Selected excerpt:
◇ ◇ ◇ ◇
Fostering Scientific Curiosity and Encouraging BIPOC Students To Pursue Careers in Mental Health

July 31, 2022

One of the major challenges in health care today is addressing social determinants that can affect the quality of care a person receives. Central to improving that care is for patients to be able to see people who look like them—whether at the bench or the bedside.

That’s the central premise of the McLean Mental Health Research Summer Program (MMHRSP), a 10-week paid internship that brings Black, Indigenous, and people of color (BIPOC) undergraduate students to McLean’s campus to gain valuable experience in neuroscience or clinical psychology research.

“The uniqueness of our program is that we’re in a psychiatric hospital, and so we focus solely on mental health research,” said Oluwarotimi Folorunso, PhD, a post-doctoral research fellow in McLean’s Translational Psychiatry Laboratory and director of the MMHRSP.

“There’s a need for people who look like members of the BIPOC community in those spaces doing the research, and on the clinical side as well.”

Several generous McLean donors recognized the importance of the effort, which is funded entirely through philanthropy, and eagerly stepped forward to support it. The initiative appealed to Mary and Bob Lentz for its focus on underrepresented populations.

“We loved it because it supports not just the fellows but the many people who will benefit from the research these young scientists go on to do,” said Mary.

With the launch of the initiative in 2021, seven students were selected as fellows and placed in research labs within the Phyllis and Jerome Lyle Rappaport Center of Excellence in Basic Neuroscience Research and the Center for Depression, Anxiety and Stress Research. Each fellow received a $6,000 stipend.

Young woman works in science lab

“We were so grateful that donors supported our vision to train and nurture the next generation of BIPOC scientists, and to prepare them to apply to and excel in either neuroscience or clinical psychology graduate programs or medical school,” added Folorunso.
◇ ◇ ◇ ◇
Collected material:
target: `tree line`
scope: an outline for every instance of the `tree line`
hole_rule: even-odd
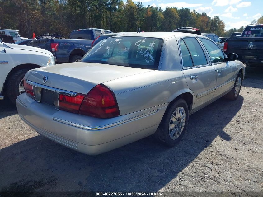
◇ ◇ ◇ ◇
Exercise requirements: Carry on the article about McLean's summer research program for BIPOC students from its final sentence.

Answer section:
“One thing we wanted to do was reflect the importance of early exposure to mental health careers and committed mentorship to their success.”

The fellows, who either are from Massachusetts or go to school in the state, receive hands-on training in research that could eventually lead to publication. They also attend workshops that help them communicate their science, develop their resumes, learn from graduate school program directors, receive an all-expense-paid trip to present their summer research at a national conference, and are paired for a year with BIPOC mentors external to McLean.

A 2017 study by the Society for Neuroscience found that in the 170 national neuroscience graduate programs, 18% of pre-doctoral students are minorities, and per program the students are 6% Black, 1% American Indian or Native American, 14% Hispanic, and 0% Native Hawaiian or other Pacific Islanders.

“It’s so important for world-class research facilities like McLean to take leadership roles in promoting diversity and inclusion,” said donor Mac Dorris. “I’m thrilled to support this exciting program and would love to see it flourish and continue for years to come.”

The program won accolades from members of the initial class.

“As a minority in STEM, it is very easy to feel like the odd one out or that you don’t deserve to be in the position you are,” said Kianna Barrett, a student at the University of Massachusetts, Amherst.

“I was able to hear stories from professionals in my field that I could relate to and that gave me a sense of relief regarding my position in my career journey.”